_What you are asked to do_. Determine how many lines in the listing below include "sometimes", and answer with only that number.

_Records shown_.
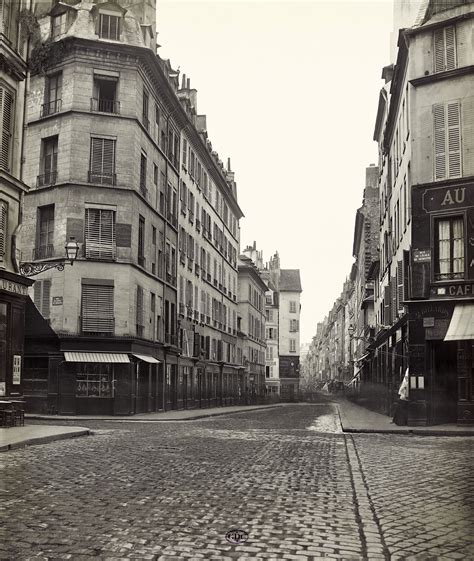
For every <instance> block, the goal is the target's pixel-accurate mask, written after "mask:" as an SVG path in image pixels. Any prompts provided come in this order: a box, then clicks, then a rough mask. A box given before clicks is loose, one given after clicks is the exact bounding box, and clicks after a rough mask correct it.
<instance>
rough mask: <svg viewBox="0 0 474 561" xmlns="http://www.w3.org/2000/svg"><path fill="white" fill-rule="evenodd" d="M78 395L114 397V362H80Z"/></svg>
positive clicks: (76, 377) (76, 381)
mask: <svg viewBox="0 0 474 561" xmlns="http://www.w3.org/2000/svg"><path fill="white" fill-rule="evenodd" d="M79 368H80V370H79V372H78V373H77V374H76V384H77V385H76V397H113V390H112V389H113V375H112V369H113V365H112V364H102V363H100V364H92V363H83V364H80V367H79Z"/></svg>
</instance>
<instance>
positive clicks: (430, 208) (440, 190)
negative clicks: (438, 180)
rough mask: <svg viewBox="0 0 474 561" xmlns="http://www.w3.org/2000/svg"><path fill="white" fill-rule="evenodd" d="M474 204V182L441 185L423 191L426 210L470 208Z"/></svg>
mask: <svg viewBox="0 0 474 561" xmlns="http://www.w3.org/2000/svg"><path fill="white" fill-rule="evenodd" d="M473 205H474V184H470V185H463V186H460V187H439V188H435V189H426V190H425V191H424V192H423V209H424V211H425V212H435V211H439V210H450V209H461V208H469V207H472V206H473Z"/></svg>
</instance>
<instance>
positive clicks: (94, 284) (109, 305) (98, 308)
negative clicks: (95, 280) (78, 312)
mask: <svg viewBox="0 0 474 561" xmlns="http://www.w3.org/2000/svg"><path fill="white" fill-rule="evenodd" d="M81 314H82V331H84V332H89V333H113V332H114V287H113V286H111V285H103V284H83V285H82V309H81Z"/></svg>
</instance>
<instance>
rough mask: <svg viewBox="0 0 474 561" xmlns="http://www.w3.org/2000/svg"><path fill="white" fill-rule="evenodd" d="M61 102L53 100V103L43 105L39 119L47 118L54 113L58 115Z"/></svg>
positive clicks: (60, 99) (47, 103)
mask: <svg viewBox="0 0 474 561" xmlns="http://www.w3.org/2000/svg"><path fill="white" fill-rule="evenodd" d="M61 106H62V100H61V99H55V100H53V101H48V102H47V103H43V105H42V106H41V111H40V117H48V116H49V115H54V114H55V113H59V111H61Z"/></svg>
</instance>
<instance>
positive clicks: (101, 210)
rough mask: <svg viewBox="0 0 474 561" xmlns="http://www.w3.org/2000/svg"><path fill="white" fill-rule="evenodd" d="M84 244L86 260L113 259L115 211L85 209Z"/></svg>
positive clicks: (114, 239) (98, 208)
mask: <svg viewBox="0 0 474 561" xmlns="http://www.w3.org/2000/svg"><path fill="white" fill-rule="evenodd" d="M84 242H85V257H86V258H87V259H100V260H113V259H115V257H116V240H115V211H113V210H109V209H102V208H86V223H85V240H84Z"/></svg>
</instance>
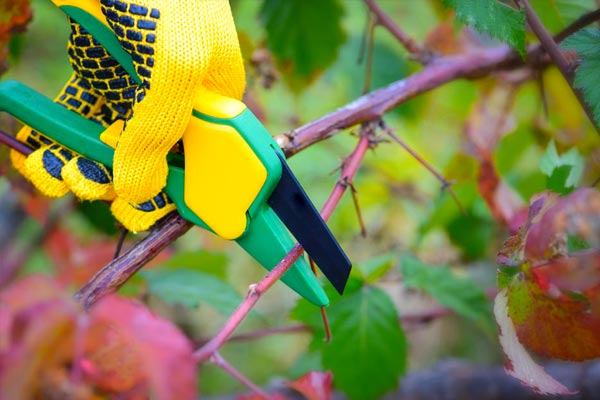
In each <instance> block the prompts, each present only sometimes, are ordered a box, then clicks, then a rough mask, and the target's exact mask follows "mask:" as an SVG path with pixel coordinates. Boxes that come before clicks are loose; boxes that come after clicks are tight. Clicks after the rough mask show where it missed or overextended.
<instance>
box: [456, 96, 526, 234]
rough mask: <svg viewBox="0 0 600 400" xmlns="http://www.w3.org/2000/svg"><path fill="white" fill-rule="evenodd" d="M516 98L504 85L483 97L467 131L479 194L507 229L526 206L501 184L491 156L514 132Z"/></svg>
mask: <svg viewBox="0 0 600 400" xmlns="http://www.w3.org/2000/svg"><path fill="white" fill-rule="evenodd" d="M513 97H514V90H513V89H512V88H510V87H507V86H501V85H500V86H496V87H495V88H494V90H492V91H488V92H484V93H482V95H481V97H480V99H479V100H478V101H477V103H476V104H475V105H474V106H473V109H472V110H471V113H470V115H469V120H468V121H467V124H466V127H465V132H466V136H467V140H468V144H469V145H470V146H471V149H472V151H473V153H474V155H475V156H476V158H477V159H478V160H479V173H478V176H477V186H478V189H479V193H481V196H482V197H483V199H484V200H485V202H486V204H487V206H488V208H489V209H490V212H491V213H492V215H493V216H494V219H496V220H497V221H499V222H501V223H503V224H505V225H508V224H509V223H510V222H511V221H512V220H513V218H514V217H515V215H516V214H518V213H519V212H520V211H521V210H522V209H523V202H522V201H521V199H520V197H519V196H518V195H517V194H516V193H514V191H513V190H512V189H511V188H510V187H508V186H507V185H506V184H505V183H504V182H503V181H502V180H501V178H500V176H499V175H498V173H497V171H496V167H495V165H494V160H493V156H492V154H493V151H494V149H495V148H496V144H497V143H498V141H499V140H500V138H502V136H504V134H506V133H507V132H509V131H511V130H512V129H514V128H513V125H514V118H512V115H511V114H510V107H511V106H512V101H513Z"/></svg>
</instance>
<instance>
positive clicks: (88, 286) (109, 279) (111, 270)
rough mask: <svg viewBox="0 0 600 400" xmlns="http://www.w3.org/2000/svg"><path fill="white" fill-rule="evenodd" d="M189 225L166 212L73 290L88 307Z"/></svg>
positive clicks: (164, 245) (97, 300)
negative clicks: (94, 274) (87, 279)
mask: <svg viewBox="0 0 600 400" xmlns="http://www.w3.org/2000/svg"><path fill="white" fill-rule="evenodd" d="M191 227H192V223H191V222H188V221H186V220H184V219H183V218H182V217H181V216H180V215H179V214H177V213H171V214H169V215H168V216H166V217H165V218H164V219H163V220H162V221H161V222H159V223H158V224H157V225H156V227H155V228H154V229H153V230H152V231H151V232H150V233H149V234H148V236H146V237H145V238H144V239H142V240H140V241H139V242H138V243H136V245H135V246H133V247H132V248H131V249H129V250H128V251H127V252H126V253H125V254H123V255H122V256H120V257H119V258H116V259H114V260H113V261H112V262H110V263H109V264H107V265H105V266H104V267H103V268H102V269H101V270H100V271H98V273H97V274H96V275H94V277H93V278H92V279H91V280H90V281H89V282H88V283H86V285H85V286H84V287H82V288H81V289H80V290H79V291H78V292H77V293H76V294H75V298H76V299H77V300H79V301H80V302H81V303H82V304H83V306H84V307H85V308H89V307H90V306H92V305H93V304H94V303H95V302H96V301H98V300H99V299H100V298H101V297H102V296H105V295H107V294H109V293H112V292H115V291H116V290H117V289H118V288H120V287H121V286H122V285H123V284H124V283H125V282H127V280H128V279H129V278H130V277H131V276H132V275H133V274H134V273H136V272H137V271H138V270H139V269H140V268H142V267H143V266H144V265H146V264H147V263H148V262H150V260H152V259H153V258H154V257H156V256H157V255H158V254H159V253H160V252H161V251H162V250H164V249H165V248H166V247H167V246H168V245H170V244H171V243H173V242H174V241H175V240H176V239H177V238H179V237H180V236H182V235H183V234H184V233H186V232H187V231H188V230H189V229H190V228H191Z"/></svg>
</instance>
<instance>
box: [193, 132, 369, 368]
mask: <svg viewBox="0 0 600 400" xmlns="http://www.w3.org/2000/svg"><path fill="white" fill-rule="evenodd" d="M369 142H370V137H369V136H368V135H363V136H361V138H360V140H359V142H358V144H357V146H356V149H355V150H354V152H353V153H352V155H350V157H349V158H348V160H347V162H346V164H345V166H344V168H343V170H342V173H341V179H340V181H338V183H337V184H336V185H335V187H334V189H333V191H332V193H331V195H330V196H329V198H328V199H327V201H326V202H325V205H324V206H323V208H322V210H321V217H323V219H324V220H325V221H327V220H328V219H329V217H331V214H332V213H333V211H334V210H335V208H336V206H337V205H338V203H339V202H340V200H341V198H342V195H343V194H344V192H345V191H346V189H347V188H348V186H347V185H345V184H343V183H342V182H341V181H342V180H343V181H346V182H351V181H352V179H353V178H354V175H356V172H357V171H358V168H359V167H360V164H361V162H362V160H363V158H364V157H365V154H366V153H367V150H368V149H369ZM303 251H304V250H303V249H302V246H300V245H299V244H296V245H295V246H294V247H293V248H292V250H291V251H290V252H289V253H288V254H287V255H286V256H285V257H284V259H283V260H281V262H280V263H279V264H277V266H276V267H275V268H273V269H272V270H271V271H270V272H269V273H268V274H267V276H266V277H265V278H264V279H262V280H261V281H260V282H258V283H257V284H255V285H252V286H250V290H249V291H248V294H247V295H246V298H245V299H244V301H243V302H242V303H241V304H240V306H239V307H238V308H237V309H236V310H235V312H234V313H233V314H232V315H231V316H230V317H229V319H228V320H227V322H226V323H225V325H224V326H223V328H221V330H220V331H219V333H217V334H216V335H215V336H214V337H213V338H212V339H211V340H210V341H209V342H208V343H206V344H205V345H204V346H202V347H201V348H200V349H198V350H197V351H196V352H195V353H194V358H195V360H196V361H197V362H203V361H205V360H207V359H209V358H210V357H211V356H212V355H213V354H214V353H215V352H217V351H218V350H219V349H220V348H221V346H223V345H224V344H225V342H227V341H228V340H229V338H230V336H231V334H232V333H233V332H234V331H235V329H236V328H237V327H238V326H239V324H240V323H241V322H242V321H243V320H244V318H245V317H246V315H248V313H249V312H250V310H251V309H252V308H253V307H254V305H255V304H256V303H257V302H258V300H259V299H260V297H261V296H262V294H263V293H264V292H265V291H267V290H268V289H269V288H270V287H271V286H272V285H273V284H274V283H275V282H277V281H278V280H279V278H281V277H282V276H283V274H285V273H286V271H287V270H288V269H289V268H290V267H291V266H292V265H293V264H294V262H295V261H296V260H297V259H298V258H299V257H300V256H301V255H302V252H303Z"/></svg>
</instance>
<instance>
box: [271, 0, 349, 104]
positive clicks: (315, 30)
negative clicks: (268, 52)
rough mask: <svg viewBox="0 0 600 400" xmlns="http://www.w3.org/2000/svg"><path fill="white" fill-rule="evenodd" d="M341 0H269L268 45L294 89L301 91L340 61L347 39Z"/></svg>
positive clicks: (289, 82) (274, 56)
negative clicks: (345, 33) (338, 52)
mask: <svg viewBox="0 0 600 400" xmlns="http://www.w3.org/2000/svg"><path fill="white" fill-rule="evenodd" d="M342 15H343V9H342V7H341V5H340V4H339V3H338V1H337V0H302V1H289V0H265V2H264V3H263V5H262V7H261V10H260V18H261V21H262V22H263V24H264V26H265V29H266V31H267V46H268V48H269V50H271V52H272V53H273V55H274V57H275V60H276V62H277V66H278V68H279V70H280V71H281V72H282V74H283V78H284V80H285V82H286V83H287V84H288V86H289V87H290V89H292V90H293V91H295V92H299V91H300V90H302V89H303V88H304V87H306V86H308V85H309V84H310V83H312V82H313V81H314V80H315V79H316V78H317V77H318V76H319V75H320V74H321V73H322V72H323V71H324V70H325V69H326V68H327V67H329V66H330V65H331V64H333V62H334V61H335V60H336V58H337V53H338V50H339V48H340V46H341V45H342V44H343V43H344V41H345V40H346V34H345V32H344V30H343V29H342V24H341V21H342Z"/></svg>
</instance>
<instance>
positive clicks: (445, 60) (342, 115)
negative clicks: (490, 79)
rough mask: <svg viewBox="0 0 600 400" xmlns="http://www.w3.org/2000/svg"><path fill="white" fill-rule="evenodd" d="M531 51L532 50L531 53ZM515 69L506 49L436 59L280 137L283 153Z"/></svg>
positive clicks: (519, 62)
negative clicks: (405, 107)
mask: <svg viewBox="0 0 600 400" xmlns="http://www.w3.org/2000/svg"><path fill="white" fill-rule="evenodd" d="M534 50H535V48H534V49H533V50H532V51H534ZM518 66H523V62H522V60H521V59H520V57H519V56H518V55H517V54H516V53H515V52H514V51H513V50H512V49H510V48H509V47H508V46H498V47H493V48H490V49H484V50H480V51H474V52H471V53H468V54H461V55H455V56H448V57H441V58H437V59H435V60H433V61H432V62H431V63H429V64H428V65H427V67H426V68H424V69H423V70H422V71H420V72H417V73H415V74H413V75H411V76H409V77H407V78H406V79H403V80H400V81H396V82H394V83H391V84H390V85H388V86H386V87H383V88H381V89H378V90H375V91H373V92H371V93H369V94H367V95H364V96H361V97H359V98H357V99H356V100H354V101H352V102H350V103H348V104H346V105H345V106H343V107H341V108H339V109H337V110H335V111H333V112H332V113H330V114H327V115H325V116H323V117H321V118H319V119H316V120H314V121H312V122H309V123H308V124H306V125H303V126H301V127H299V128H296V129H294V130H293V131H292V132H287V133H285V134H283V136H284V137H285V140H282V141H281V143H283V150H284V152H285V154H286V155H287V156H288V157H291V156H293V155H294V154H296V153H298V152H299V151H301V150H303V149H305V148H306V147H309V146H311V145H313V144H314V143H317V142H319V141H321V140H325V139H327V138H329V137H331V136H333V135H334V134H336V133H337V132H340V131H342V130H343V129H346V128H349V127H352V126H354V125H357V124H360V123H362V122H365V121H371V120H374V119H379V118H380V117H381V116H382V115H383V114H385V113H386V112H387V111H389V110H391V109H393V108H395V107H397V106H398V105H400V104H402V103H404V102H406V101H407V100H409V99H412V98H414V97H416V96H417V95H419V94H422V93H425V92H428V91H430V90H432V89H435V88H438V87H440V86H442V85H443V84H445V83H448V82H451V81H454V80H456V79H460V78H469V79H476V78H479V77H483V76H487V75H489V73H491V72H492V71H499V70H503V69H512V68H515V67H518Z"/></svg>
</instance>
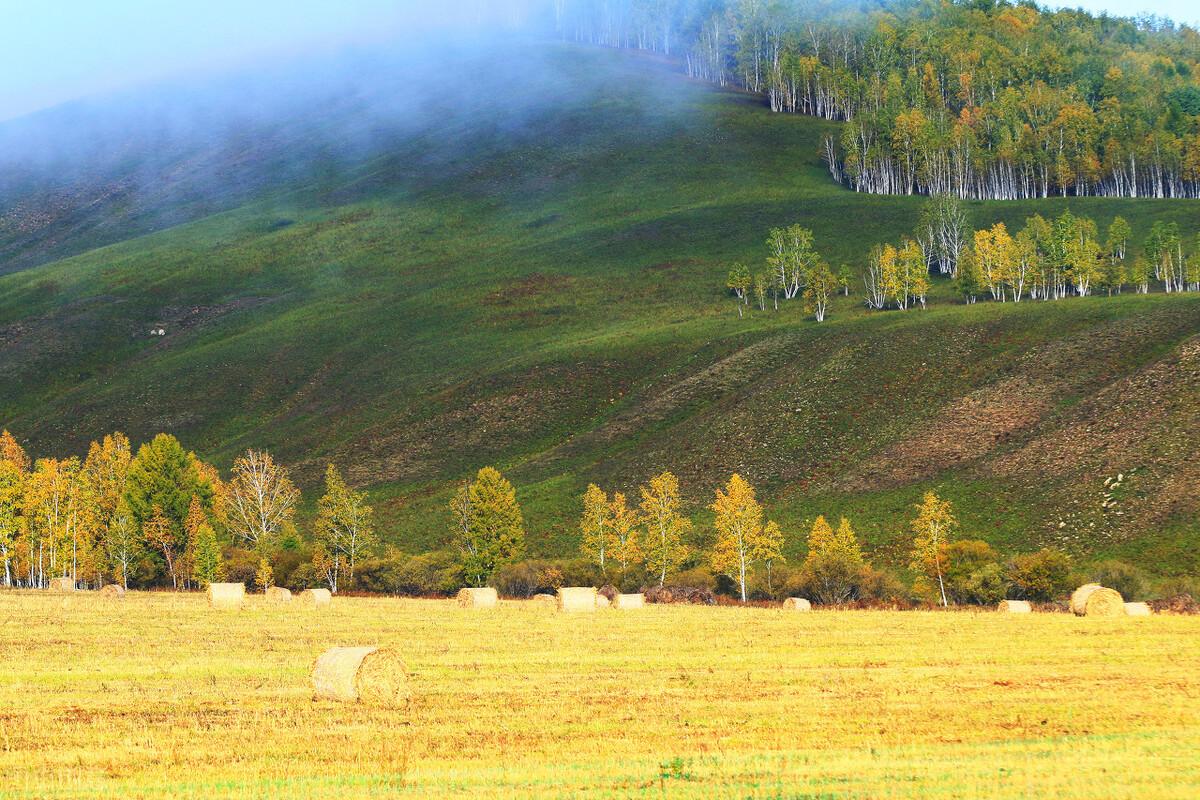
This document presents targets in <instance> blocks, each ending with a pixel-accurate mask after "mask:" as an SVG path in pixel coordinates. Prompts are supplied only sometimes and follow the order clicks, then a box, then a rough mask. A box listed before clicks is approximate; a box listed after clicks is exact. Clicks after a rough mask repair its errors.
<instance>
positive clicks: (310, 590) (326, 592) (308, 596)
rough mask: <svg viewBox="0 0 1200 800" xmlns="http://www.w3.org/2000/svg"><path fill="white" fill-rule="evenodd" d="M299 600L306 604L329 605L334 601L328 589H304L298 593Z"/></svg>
mask: <svg viewBox="0 0 1200 800" xmlns="http://www.w3.org/2000/svg"><path fill="white" fill-rule="evenodd" d="M300 602H302V603H307V604H308V606H318V607H320V606H329V604H331V603H332V602H334V595H331V594H330V591H329V589H305V590H304V591H301V593H300Z"/></svg>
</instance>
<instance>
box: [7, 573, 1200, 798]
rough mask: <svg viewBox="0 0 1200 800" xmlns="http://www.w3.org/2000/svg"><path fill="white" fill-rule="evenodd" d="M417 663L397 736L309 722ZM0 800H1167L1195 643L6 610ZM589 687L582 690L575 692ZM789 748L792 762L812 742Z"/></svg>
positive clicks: (889, 632) (1188, 763)
mask: <svg viewBox="0 0 1200 800" xmlns="http://www.w3.org/2000/svg"><path fill="white" fill-rule="evenodd" d="M362 642H367V643H371V644H378V645H379V646H385V648H395V649H396V650H398V651H400V652H402V654H403V657H404V663H406V666H407V668H408V674H409V685H410V688H412V692H413V699H412V703H410V705H409V708H408V710H407V711H403V712H397V711H388V710H385V709H374V708H362V706H360V705H348V704H342V703H334V702H320V700H316V702H314V700H313V699H312V684H311V681H310V676H308V672H310V668H311V667H312V663H313V660H314V658H316V657H317V656H318V655H319V654H322V652H324V651H325V650H326V649H328V648H330V646H335V645H341V644H348V643H362ZM0 654H4V657H0V709H2V710H0V798H5V799H10V798H12V799H14V798H22V799H26V798H29V799H32V798H38V799H41V798H151V796H154V798H158V796H169V798H172V799H173V800H175V799H180V798H197V799H199V798H270V796H288V798H306V796H318V795H330V794H335V793H336V794H337V796H340V798H366V796H380V795H385V794H386V795H389V796H410V798H434V796H437V798H442V796H452V798H454V796H461V798H478V796H487V798H526V796H535V798H538V796H545V798H562V796H571V798H630V796H632V798H662V796H668V798H800V796H812V798H845V799H850V798H1014V799H1016V798H1030V796H1052V798H1056V799H1057V798H1088V799H1092V798H1099V796H1104V798H1178V799H1181V800H1182V799H1184V798H1187V799H1188V800H1192V799H1193V798H1195V796H1196V795H1198V787H1200V759H1196V758H1195V756H1194V753H1195V752H1198V748H1200V699H1198V697H1200V678H1198V676H1196V670H1195V664H1196V663H1198V662H1200V618H1189V616H1168V615H1159V616H1152V618H1148V619H1140V620H1139V619H1124V618H1118V619H1100V620H1096V619H1088V618H1075V616H1072V615H1069V614H1032V615H1027V616H1021V618H1019V619H1014V618H1012V616H1009V615H1007V614H997V613H995V612H991V610H988V612H983V613H936V612H820V613H812V614H796V613H794V612H786V610H784V609H782V608H778V609H764V608H751V609H744V608H727V607H718V608H712V607H689V606H648V607H647V608H646V609H643V612H642V613H638V614H546V613H545V607H544V606H542V604H541V603H533V602H505V603H502V604H500V606H499V608H497V609H496V610H494V612H493V613H490V614H479V613H475V612H473V610H469V609H461V608H458V607H457V606H456V604H455V603H454V602H452V601H420V600H383V599H355V597H341V599H338V601H337V602H336V603H334V606H331V607H330V608H329V609H326V613H323V614H319V615H312V614H295V613H294V612H293V610H292V609H289V608H288V607H278V606H269V604H268V603H265V601H264V600H263V599H262V597H259V596H252V597H247V601H246V604H245V607H244V608H242V610H241V612H240V613H238V614H212V613H211V612H209V609H208V606H206V603H205V601H204V599H203V596H198V595H190V596H175V595H170V594H156V595H145V594H139V593H131V594H130V595H128V597H127V599H126V602H124V603H110V602H91V597H90V596H88V595H85V594H80V595H79V596H77V597H76V602H73V603H71V604H70V606H67V607H66V608H64V607H62V603H61V599H54V597H49V596H47V595H44V594H42V595H31V594H11V593H10V594H0ZM583 675H586V676H587V680H581V676H583ZM798 742H802V744H798Z"/></svg>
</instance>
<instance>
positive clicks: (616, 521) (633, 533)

_Task solution_. 2